WHAT YOU ARE ASKED TO DO.
Restate every line of the material, word for word.

(Coordinate labeling data)

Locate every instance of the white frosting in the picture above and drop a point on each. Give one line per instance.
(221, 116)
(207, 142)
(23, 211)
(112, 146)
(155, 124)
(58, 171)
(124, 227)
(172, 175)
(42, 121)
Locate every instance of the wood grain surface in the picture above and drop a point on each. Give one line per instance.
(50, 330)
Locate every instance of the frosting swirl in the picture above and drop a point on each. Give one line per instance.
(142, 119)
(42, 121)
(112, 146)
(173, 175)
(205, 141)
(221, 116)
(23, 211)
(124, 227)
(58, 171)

TASK RESULT.
Locate every instance of the white frosting in the picture above and drop a point on each. Give one line per instance.
(221, 116)
(207, 142)
(23, 211)
(112, 146)
(155, 124)
(58, 171)
(124, 227)
(172, 175)
(42, 121)
Locate every instance of the wood grain surface in the picture above and drop a point on each. Give one line per instance.
(50, 330)
Locate every instance of the frosting swirl in the picture above and drop a point on each. Give one line per instance.
(142, 119)
(42, 121)
(112, 146)
(173, 175)
(205, 141)
(221, 116)
(23, 211)
(124, 227)
(58, 171)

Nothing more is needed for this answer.